◆ **Task description**:
For the data below, count the lines that have the string "background" and state that number by itself.

◆ **Dataset records**:
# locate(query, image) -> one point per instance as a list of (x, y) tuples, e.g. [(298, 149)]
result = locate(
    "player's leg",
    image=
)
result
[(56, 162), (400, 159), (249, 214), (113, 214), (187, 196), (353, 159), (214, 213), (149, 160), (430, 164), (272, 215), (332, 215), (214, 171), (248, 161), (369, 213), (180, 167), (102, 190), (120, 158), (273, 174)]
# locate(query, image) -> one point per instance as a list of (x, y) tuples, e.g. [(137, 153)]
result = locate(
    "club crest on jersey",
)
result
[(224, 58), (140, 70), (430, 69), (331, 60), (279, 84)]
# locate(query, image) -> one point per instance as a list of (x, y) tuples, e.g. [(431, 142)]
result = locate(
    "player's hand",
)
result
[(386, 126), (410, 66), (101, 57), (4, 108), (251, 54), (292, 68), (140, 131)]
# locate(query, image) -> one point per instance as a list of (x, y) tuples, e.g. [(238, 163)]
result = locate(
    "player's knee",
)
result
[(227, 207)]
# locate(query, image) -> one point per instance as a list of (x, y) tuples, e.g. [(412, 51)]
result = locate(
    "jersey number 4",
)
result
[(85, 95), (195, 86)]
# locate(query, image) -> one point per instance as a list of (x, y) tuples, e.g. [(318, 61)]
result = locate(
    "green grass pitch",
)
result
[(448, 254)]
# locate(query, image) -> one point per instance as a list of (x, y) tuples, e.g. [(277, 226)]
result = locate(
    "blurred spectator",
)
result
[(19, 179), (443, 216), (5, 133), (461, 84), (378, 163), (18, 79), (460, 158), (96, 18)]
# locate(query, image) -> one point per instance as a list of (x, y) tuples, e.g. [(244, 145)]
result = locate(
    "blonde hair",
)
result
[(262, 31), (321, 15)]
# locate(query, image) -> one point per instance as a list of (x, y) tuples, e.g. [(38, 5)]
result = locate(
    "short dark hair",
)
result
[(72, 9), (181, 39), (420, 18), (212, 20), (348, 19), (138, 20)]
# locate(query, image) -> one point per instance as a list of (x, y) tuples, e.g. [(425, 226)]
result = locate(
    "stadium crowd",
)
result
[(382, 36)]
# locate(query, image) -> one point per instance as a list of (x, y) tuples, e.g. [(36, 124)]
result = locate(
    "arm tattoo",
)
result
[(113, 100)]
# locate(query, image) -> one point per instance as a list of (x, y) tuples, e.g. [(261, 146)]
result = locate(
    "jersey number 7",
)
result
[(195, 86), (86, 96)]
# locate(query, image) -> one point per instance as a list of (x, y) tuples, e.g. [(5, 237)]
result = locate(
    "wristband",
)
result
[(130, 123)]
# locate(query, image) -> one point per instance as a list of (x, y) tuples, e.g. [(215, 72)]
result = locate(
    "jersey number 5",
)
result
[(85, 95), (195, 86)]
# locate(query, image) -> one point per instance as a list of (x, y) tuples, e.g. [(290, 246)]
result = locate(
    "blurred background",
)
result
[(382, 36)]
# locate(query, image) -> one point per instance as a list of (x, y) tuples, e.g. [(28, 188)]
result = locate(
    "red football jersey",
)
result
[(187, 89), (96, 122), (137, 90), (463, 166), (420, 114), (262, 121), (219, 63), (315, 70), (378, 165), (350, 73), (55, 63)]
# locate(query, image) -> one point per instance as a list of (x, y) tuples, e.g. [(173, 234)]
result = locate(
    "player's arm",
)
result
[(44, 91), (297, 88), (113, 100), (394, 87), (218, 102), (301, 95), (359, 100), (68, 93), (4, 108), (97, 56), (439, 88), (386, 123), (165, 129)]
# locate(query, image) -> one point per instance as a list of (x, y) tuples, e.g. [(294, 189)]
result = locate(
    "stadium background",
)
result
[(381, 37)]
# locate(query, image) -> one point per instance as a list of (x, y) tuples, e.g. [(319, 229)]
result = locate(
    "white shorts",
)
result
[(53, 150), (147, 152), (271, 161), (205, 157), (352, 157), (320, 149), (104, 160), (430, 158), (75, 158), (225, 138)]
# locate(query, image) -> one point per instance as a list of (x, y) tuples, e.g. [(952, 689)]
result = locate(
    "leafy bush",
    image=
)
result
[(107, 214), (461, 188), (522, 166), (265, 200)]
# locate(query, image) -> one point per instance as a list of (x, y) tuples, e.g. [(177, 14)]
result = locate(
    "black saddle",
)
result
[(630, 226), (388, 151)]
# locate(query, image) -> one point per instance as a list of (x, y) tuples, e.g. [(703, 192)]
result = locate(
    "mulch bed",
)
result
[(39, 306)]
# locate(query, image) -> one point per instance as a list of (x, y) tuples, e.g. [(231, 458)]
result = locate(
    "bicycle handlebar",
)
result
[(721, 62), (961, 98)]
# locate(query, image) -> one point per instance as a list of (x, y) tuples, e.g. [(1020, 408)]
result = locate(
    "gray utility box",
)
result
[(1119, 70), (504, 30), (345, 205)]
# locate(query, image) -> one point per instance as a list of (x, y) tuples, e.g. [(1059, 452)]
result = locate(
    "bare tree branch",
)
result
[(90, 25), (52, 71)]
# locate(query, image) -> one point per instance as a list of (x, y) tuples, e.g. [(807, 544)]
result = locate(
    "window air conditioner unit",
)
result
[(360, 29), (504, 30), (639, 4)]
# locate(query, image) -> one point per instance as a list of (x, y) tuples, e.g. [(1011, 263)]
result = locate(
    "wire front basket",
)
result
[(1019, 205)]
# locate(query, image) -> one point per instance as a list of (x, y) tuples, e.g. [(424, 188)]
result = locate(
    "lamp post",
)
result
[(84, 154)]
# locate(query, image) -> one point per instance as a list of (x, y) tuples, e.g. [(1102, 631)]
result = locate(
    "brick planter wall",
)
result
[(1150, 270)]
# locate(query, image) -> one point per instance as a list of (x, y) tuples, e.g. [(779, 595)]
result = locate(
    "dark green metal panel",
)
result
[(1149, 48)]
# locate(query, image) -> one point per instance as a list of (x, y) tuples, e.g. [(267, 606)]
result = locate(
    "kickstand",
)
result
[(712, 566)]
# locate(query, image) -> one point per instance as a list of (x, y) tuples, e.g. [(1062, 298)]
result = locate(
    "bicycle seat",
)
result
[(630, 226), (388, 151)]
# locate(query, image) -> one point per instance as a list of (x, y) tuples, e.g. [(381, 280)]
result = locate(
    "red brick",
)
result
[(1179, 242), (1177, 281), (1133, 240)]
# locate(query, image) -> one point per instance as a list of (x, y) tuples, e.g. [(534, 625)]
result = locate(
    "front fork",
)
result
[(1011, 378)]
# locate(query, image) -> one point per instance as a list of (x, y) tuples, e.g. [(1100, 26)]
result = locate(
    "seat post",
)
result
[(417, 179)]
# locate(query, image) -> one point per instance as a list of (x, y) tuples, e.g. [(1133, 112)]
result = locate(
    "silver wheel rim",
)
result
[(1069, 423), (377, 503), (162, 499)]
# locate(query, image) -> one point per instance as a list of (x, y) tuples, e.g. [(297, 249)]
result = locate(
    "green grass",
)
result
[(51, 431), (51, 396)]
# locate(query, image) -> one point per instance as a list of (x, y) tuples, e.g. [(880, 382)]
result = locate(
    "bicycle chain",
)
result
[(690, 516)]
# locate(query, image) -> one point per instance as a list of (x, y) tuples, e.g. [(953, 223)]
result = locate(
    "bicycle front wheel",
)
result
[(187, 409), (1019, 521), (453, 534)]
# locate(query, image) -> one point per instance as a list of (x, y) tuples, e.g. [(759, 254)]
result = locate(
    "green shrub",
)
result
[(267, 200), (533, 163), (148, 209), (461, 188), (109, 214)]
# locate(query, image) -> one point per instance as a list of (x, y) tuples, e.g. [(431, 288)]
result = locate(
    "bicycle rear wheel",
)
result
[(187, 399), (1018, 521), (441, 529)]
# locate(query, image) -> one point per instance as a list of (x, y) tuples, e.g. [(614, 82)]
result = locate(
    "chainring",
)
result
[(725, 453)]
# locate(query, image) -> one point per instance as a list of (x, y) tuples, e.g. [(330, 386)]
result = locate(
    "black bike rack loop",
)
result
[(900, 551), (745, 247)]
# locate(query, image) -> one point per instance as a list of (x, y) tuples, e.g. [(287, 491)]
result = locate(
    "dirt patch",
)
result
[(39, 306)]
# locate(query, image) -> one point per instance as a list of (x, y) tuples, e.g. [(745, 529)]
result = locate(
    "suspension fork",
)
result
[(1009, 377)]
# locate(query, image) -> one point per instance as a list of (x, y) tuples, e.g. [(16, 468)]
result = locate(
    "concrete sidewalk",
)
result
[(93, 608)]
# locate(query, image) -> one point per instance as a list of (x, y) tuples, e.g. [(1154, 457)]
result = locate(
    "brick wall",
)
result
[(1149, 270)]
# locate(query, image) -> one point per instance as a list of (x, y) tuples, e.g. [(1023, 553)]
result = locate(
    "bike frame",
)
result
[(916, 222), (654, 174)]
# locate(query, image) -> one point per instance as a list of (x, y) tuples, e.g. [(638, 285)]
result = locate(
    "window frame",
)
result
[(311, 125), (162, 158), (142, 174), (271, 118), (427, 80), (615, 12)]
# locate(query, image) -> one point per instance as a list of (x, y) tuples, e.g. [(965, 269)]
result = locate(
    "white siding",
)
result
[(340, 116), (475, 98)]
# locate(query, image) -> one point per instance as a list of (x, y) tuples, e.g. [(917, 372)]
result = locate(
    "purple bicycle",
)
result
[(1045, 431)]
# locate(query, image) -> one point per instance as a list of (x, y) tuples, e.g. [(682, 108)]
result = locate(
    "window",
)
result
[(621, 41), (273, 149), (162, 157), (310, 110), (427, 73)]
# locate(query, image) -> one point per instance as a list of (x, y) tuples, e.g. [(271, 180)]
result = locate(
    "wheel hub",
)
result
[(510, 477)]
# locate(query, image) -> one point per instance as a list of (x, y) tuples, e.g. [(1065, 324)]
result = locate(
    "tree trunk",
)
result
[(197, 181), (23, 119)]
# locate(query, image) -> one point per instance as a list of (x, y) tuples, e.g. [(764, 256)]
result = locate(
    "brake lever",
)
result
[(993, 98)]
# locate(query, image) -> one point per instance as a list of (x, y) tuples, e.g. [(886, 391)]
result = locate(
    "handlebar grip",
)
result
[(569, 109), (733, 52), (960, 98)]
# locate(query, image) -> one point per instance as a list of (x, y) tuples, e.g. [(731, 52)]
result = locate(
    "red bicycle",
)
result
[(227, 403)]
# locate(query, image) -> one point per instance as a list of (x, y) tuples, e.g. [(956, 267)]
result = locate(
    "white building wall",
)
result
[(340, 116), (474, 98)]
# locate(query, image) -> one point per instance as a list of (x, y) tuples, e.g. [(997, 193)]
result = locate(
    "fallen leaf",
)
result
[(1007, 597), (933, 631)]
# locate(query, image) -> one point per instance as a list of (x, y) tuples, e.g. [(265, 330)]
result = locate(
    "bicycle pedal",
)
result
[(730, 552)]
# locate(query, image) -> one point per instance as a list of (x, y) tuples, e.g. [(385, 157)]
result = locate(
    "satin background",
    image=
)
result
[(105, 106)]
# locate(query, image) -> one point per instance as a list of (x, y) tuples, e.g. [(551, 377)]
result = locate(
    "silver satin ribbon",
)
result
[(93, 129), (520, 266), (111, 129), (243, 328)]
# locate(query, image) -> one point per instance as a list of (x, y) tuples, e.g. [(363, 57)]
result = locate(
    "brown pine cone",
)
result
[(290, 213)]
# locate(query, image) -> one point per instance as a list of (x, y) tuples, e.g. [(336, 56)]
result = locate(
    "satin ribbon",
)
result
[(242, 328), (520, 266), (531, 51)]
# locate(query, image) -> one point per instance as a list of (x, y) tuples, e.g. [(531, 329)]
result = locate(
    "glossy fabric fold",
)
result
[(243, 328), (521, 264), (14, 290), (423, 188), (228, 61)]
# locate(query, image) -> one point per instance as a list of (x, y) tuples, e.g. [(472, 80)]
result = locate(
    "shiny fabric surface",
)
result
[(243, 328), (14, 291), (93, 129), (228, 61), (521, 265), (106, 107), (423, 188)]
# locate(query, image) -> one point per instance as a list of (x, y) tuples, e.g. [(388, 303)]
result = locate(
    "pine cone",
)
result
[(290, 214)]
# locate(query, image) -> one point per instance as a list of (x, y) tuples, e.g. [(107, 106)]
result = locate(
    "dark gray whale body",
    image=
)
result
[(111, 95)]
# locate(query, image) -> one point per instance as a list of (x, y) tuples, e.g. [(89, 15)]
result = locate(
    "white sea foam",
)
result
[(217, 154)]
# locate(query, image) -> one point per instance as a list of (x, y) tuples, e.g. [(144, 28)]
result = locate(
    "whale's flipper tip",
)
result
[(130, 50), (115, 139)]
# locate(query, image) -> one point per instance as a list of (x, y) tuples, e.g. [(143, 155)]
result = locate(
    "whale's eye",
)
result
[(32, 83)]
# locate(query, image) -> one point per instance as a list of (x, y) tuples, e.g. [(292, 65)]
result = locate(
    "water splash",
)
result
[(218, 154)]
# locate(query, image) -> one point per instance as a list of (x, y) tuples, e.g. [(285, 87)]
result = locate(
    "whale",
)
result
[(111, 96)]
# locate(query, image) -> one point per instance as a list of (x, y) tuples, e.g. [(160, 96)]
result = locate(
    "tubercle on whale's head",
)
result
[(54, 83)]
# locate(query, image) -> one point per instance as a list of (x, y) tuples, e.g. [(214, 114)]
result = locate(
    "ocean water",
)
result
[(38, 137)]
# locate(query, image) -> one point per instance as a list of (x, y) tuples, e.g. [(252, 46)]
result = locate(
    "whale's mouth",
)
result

◆ **Written response**:
3